BRIEF:
The entries that follow should be repeated exactly, with no pictures kept.

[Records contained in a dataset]
==========

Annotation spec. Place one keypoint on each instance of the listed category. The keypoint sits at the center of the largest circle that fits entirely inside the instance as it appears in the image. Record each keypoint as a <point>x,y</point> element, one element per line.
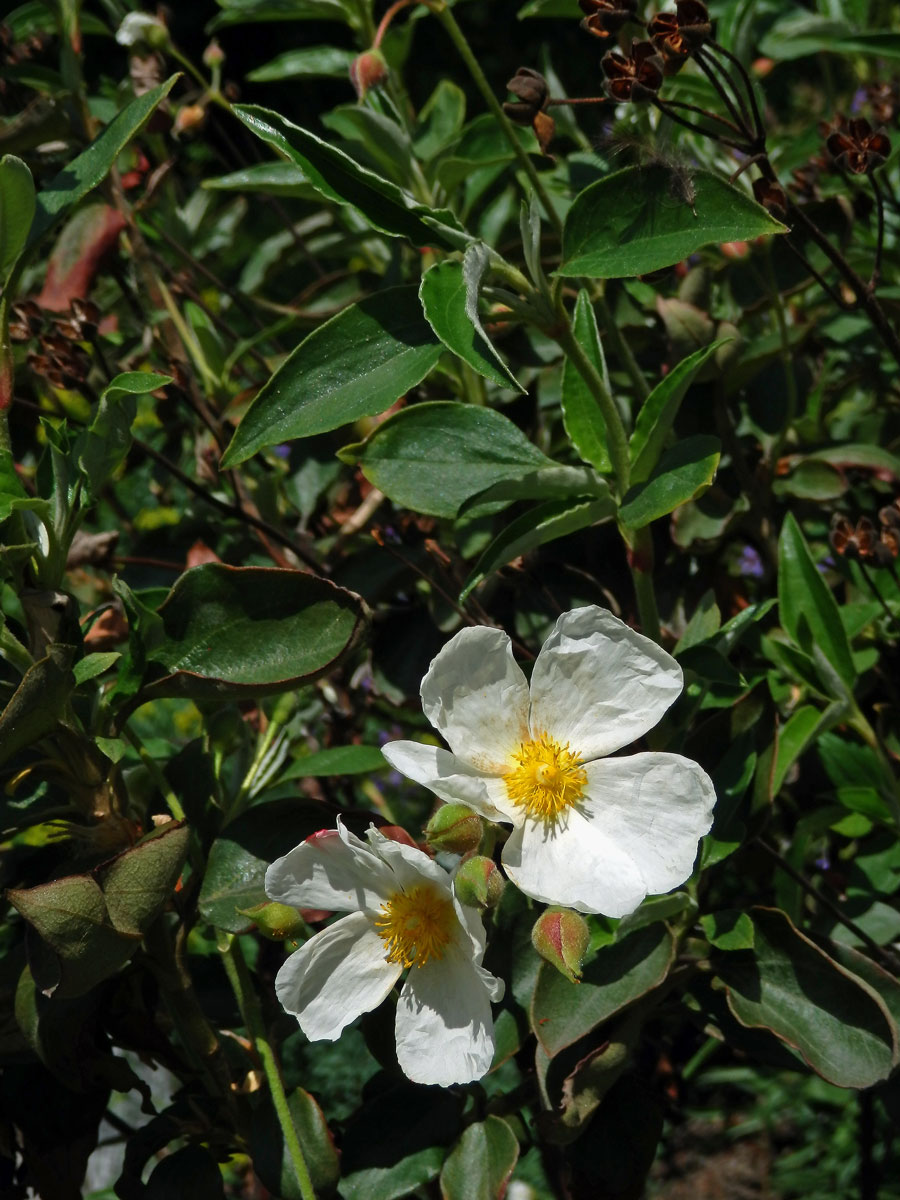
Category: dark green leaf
<point>564,1012</point>
<point>480,1164</point>
<point>581,415</point>
<point>252,631</point>
<point>659,411</point>
<point>432,457</point>
<point>682,473</point>
<point>790,987</point>
<point>808,610</point>
<point>336,175</point>
<point>643,219</point>
<point>355,365</point>
<point>17,209</point>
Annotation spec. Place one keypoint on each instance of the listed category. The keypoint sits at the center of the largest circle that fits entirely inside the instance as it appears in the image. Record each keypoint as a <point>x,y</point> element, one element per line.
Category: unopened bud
<point>214,55</point>
<point>276,922</point>
<point>367,71</point>
<point>456,828</point>
<point>561,936</point>
<point>479,882</point>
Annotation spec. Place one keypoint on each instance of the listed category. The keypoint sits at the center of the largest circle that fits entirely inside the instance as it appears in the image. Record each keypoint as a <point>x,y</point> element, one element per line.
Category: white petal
<point>477,697</point>
<point>655,808</point>
<point>450,778</point>
<point>330,870</point>
<point>334,977</point>
<point>444,1026</point>
<point>598,684</point>
<point>574,864</point>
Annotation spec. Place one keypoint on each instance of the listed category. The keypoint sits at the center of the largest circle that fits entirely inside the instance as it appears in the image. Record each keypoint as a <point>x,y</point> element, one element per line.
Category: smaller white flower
<point>402,913</point>
<point>142,27</point>
<point>589,832</point>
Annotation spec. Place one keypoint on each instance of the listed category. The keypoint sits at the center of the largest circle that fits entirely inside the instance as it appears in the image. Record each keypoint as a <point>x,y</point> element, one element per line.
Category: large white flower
<point>402,913</point>
<point>591,833</point>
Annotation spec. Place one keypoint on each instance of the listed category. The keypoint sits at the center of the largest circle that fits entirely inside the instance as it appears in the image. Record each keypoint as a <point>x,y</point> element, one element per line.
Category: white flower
<point>591,833</point>
<point>142,27</point>
<point>402,913</point>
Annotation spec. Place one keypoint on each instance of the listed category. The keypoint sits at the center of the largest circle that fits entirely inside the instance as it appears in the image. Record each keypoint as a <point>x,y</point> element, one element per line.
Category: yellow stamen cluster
<point>415,925</point>
<point>547,779</point>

==========

WRITTEN REPLY:
Annotation spec. Place one keypoint on each instance of the listed category. The keypoint sits at the center of the largest circle that fits entirely inside the instance as it appears in the image. Record each keypoint as a <point>x,y</point> element, one element per line.
Category: dark green leaf
<point>564,1012</point>
<point>480,1164</point>
<point>581,415</point>
<point>252,631</point>
<point>659,411</point>
<point>432,457</point>
<point>682,473</point>
<point>790,987</point>
<point>808,610</point>
<point>336,175</point>
<point>643,219</point>
<point>355,365</point>
<point>17,209</point>
Annotation spec. Place one keypoint on each instance of the listed category. The keypoint sits at the center of the largest circle that fits entirely inside the instance as it appears in the image. Record each keypoint as a <point>x,y</point> element, one element per line.
Category: unopened bud
<point>214,55</point>
<point>276,922</point>
<point>367,71</point>
<point>456,828</point>
<point>561,936</point>
<point>479,882</point>
Annotation spec. Place one keypoint on each instance of the listed category. The keypoint sits at the center of the largest circle that fits entirely inside the instance as it appears in the image. Record each keypoint as a <point>x,y</point> element, one element per line.
Category: white petal
<point>477,697</point>
<point>655,808</point>
<point>450,778</point>
<point>330,870</point>
<point>334,977</point>
<point>444,1026</point>
<point>598,684</point>
<point>574,864</point>
Annotation spec. Place one keypoint on each instance of the listed category. The keypoint sits at the center of the largest circle that fits entirely inside the instance as it appears in the image. Record each keypoint as a <point>x,y</point> element, one element per line.
Category: smaller white flower
<point>402,913</point>
<point>142,27</point>
<point>589,832</point>
Annotation spec. Place one keypoint on each instance of the listed category. The keypoint sits at the center of the largest circle that fits entirely inside the instance as it appears in the image. Record each keypoint as a <point>x,y</point> element, one element per line.
Category: large white flower
<point>402,913</point>
<point>591,833</point>
Annotation spec. Place one keypoint on each instance of the listed category. The keypoint sits at the center of the largest circle that fits entirely inside the instance as it appears in the image. Record each keypoint as a <point>x,y</point> element, one element per line.
Category: white flower
<point>591,833</point>
<point>142,27</point>
<point>402,913</point>
Annotation spec. Place one keypoint on each instance of the listed category. The keypoint sits at the center of the largest circle that fits entirely inside the instance as it appears in the image. Record each keypoint as a <point>x,y</point> element, one element per line.
Category: yellow stamen cluster
<point>415,925</point>
<point>547,779</point>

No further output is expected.